Data excerpts
◆ ◆ ◆ ◆ ◆ ◆ ◆

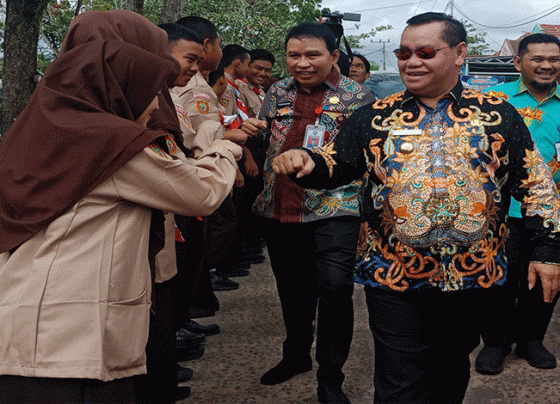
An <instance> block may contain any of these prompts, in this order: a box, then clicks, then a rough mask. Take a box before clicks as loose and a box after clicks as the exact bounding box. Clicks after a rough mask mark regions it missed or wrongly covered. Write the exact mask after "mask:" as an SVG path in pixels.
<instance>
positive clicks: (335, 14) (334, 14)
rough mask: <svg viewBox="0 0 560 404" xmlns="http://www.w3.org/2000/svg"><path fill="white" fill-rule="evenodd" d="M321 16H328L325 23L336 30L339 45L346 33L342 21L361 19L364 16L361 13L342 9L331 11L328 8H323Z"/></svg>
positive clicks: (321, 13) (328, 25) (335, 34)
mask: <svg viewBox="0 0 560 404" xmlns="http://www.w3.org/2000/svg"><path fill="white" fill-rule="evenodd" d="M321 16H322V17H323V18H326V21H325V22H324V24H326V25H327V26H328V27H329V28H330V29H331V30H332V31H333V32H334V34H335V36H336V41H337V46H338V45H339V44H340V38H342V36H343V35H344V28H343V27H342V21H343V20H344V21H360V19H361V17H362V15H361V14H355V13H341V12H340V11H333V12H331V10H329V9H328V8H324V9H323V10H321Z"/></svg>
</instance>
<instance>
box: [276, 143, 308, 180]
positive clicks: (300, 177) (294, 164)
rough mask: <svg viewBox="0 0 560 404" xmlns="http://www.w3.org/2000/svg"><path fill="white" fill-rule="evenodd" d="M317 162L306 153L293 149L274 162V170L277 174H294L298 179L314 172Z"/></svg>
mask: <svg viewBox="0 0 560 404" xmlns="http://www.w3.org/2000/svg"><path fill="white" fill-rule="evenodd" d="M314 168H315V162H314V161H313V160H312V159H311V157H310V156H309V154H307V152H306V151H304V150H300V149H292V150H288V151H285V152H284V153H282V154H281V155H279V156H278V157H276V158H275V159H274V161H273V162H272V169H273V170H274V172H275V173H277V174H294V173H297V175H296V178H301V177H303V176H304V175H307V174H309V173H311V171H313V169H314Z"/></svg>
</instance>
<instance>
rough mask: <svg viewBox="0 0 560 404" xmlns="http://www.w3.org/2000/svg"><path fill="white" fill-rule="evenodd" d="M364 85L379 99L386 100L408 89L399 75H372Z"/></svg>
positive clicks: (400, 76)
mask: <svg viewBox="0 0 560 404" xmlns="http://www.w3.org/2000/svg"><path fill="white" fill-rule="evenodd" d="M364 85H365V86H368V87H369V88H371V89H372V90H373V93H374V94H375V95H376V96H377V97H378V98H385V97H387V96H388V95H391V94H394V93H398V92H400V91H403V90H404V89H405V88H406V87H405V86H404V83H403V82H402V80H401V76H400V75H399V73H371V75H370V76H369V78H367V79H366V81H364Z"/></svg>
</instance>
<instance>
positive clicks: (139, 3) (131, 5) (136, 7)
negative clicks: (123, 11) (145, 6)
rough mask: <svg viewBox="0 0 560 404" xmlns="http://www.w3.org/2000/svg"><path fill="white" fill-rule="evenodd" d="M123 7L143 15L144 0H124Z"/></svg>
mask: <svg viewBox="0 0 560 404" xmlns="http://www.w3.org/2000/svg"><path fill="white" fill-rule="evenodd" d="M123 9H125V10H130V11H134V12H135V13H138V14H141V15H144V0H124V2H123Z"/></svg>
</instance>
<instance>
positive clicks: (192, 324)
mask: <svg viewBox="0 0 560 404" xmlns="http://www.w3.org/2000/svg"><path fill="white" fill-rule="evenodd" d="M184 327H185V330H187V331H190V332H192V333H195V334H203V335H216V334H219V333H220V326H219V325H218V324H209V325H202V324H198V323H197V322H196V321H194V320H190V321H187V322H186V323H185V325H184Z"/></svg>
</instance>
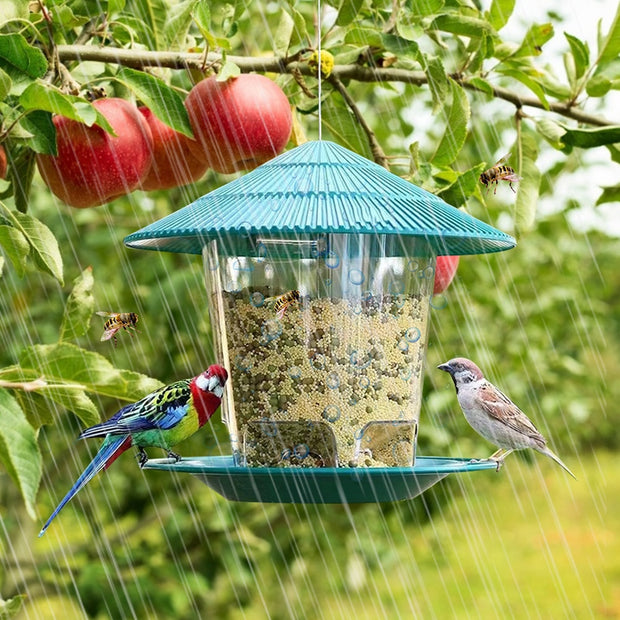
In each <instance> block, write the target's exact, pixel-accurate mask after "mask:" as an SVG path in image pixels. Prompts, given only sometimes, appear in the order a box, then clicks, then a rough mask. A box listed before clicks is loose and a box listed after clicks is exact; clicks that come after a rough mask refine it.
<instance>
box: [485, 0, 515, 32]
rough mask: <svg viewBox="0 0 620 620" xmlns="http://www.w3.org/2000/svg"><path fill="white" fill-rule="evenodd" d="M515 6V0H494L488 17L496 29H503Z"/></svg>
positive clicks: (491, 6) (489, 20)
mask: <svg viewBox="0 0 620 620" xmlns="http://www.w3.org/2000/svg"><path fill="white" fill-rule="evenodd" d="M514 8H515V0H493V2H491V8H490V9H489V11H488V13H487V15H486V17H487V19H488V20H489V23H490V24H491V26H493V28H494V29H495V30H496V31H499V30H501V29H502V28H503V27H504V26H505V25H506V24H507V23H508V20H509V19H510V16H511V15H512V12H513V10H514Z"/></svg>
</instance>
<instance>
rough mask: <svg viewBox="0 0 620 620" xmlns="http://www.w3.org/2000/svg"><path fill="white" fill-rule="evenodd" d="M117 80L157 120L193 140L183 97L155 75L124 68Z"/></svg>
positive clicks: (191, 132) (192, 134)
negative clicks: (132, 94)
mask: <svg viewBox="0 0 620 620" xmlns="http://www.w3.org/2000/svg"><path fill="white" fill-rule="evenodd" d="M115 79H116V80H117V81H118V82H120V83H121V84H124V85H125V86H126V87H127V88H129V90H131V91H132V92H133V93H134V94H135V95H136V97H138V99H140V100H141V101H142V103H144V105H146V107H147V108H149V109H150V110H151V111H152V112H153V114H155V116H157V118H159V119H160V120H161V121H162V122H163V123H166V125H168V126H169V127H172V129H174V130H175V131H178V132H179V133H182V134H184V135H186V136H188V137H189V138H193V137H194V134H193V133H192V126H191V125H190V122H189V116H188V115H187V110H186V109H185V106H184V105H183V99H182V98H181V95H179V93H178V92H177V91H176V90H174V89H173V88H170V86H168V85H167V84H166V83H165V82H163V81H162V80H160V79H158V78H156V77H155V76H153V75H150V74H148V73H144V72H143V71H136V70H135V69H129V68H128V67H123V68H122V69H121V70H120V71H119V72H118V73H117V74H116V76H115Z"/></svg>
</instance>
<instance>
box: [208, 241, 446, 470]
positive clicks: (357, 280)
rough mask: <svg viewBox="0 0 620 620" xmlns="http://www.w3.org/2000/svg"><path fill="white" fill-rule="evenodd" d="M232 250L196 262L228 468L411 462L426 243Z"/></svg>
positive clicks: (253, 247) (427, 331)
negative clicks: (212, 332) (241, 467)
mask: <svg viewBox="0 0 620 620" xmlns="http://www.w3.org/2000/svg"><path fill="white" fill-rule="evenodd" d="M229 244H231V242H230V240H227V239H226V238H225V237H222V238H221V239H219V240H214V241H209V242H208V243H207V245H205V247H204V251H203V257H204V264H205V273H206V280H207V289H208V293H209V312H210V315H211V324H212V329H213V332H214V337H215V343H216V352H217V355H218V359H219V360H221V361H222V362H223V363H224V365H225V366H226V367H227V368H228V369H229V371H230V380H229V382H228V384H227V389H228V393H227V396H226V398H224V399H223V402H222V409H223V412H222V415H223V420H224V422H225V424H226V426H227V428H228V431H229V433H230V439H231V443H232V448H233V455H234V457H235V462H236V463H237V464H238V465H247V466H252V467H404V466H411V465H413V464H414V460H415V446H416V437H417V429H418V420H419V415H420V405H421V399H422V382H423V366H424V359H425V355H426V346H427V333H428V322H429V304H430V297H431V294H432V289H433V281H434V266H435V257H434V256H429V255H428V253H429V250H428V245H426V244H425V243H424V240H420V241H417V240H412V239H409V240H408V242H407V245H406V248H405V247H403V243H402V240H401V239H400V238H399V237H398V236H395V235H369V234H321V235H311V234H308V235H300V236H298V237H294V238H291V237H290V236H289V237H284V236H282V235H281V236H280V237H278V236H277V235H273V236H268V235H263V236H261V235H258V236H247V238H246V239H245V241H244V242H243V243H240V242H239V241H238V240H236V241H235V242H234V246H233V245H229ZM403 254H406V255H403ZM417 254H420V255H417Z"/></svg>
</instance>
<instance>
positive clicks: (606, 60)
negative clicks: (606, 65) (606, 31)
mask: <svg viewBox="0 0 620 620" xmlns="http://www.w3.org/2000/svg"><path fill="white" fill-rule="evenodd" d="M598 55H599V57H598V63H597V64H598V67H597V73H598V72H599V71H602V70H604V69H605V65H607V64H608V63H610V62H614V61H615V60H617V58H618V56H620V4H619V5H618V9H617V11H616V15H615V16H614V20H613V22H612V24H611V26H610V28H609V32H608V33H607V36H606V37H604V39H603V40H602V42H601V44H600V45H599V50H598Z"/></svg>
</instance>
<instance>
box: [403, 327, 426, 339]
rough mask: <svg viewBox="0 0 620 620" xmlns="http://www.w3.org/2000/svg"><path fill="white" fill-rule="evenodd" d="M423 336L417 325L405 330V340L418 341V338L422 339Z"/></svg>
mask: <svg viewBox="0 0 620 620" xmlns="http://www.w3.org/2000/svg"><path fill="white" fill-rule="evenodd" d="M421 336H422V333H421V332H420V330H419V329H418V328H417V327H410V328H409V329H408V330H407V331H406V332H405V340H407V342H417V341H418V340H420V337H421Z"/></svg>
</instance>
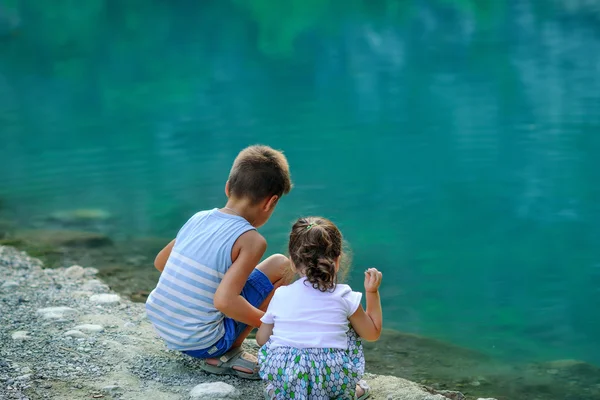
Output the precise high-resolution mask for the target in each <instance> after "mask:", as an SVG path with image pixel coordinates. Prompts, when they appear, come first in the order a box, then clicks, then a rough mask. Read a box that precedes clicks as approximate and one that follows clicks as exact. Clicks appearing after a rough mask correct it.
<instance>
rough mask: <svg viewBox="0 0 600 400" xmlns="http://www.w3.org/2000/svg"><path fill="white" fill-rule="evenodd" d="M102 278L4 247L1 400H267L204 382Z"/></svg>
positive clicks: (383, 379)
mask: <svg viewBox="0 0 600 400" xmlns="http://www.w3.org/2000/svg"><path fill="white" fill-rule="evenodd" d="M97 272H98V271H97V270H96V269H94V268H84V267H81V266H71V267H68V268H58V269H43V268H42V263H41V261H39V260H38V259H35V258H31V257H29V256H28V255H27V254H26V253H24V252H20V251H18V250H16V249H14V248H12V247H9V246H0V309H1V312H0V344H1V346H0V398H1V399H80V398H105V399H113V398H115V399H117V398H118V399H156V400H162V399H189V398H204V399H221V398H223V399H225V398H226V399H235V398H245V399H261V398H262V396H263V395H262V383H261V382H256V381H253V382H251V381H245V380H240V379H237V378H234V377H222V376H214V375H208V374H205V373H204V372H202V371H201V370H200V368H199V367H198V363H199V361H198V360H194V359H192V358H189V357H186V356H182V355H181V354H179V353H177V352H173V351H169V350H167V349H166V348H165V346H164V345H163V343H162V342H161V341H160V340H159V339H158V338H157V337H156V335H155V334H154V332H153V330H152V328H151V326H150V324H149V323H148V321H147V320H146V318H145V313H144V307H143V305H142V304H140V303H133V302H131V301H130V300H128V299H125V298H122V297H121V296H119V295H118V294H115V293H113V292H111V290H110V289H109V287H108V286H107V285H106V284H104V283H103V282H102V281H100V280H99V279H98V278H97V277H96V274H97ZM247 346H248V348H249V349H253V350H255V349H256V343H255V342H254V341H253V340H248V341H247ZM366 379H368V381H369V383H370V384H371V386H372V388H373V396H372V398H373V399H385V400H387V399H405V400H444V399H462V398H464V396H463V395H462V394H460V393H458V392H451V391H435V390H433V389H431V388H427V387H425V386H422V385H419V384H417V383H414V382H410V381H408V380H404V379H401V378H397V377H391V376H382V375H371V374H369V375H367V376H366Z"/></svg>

◆ ◆ ◆ ◆ ◆ ◆ ◆

What needs to be done:
If a line in the records above has the word "that", copy it out.

Solution:
In each <instance> block, write the target's exact, pixel-accurate mask after "mask:" as an SVG path in image pixels. Prompts, given only sometimes, appear in the order a box, then clicks, then a rough mask. A box listed before clicks is loose and a box listed after clicks is exact; clicks that come after a rough mask refine it.
Output the precise high-resolution mask for the target in each <instance> after "mask:", as an SVG path with image pixel coordinates. Prompts, when they appear, come first in the order a box, then clicks, then a rough mask. Read a box that precedes clicks as approximate and one that follows clicks as exact. Clicks appearing after a rough mask correct it.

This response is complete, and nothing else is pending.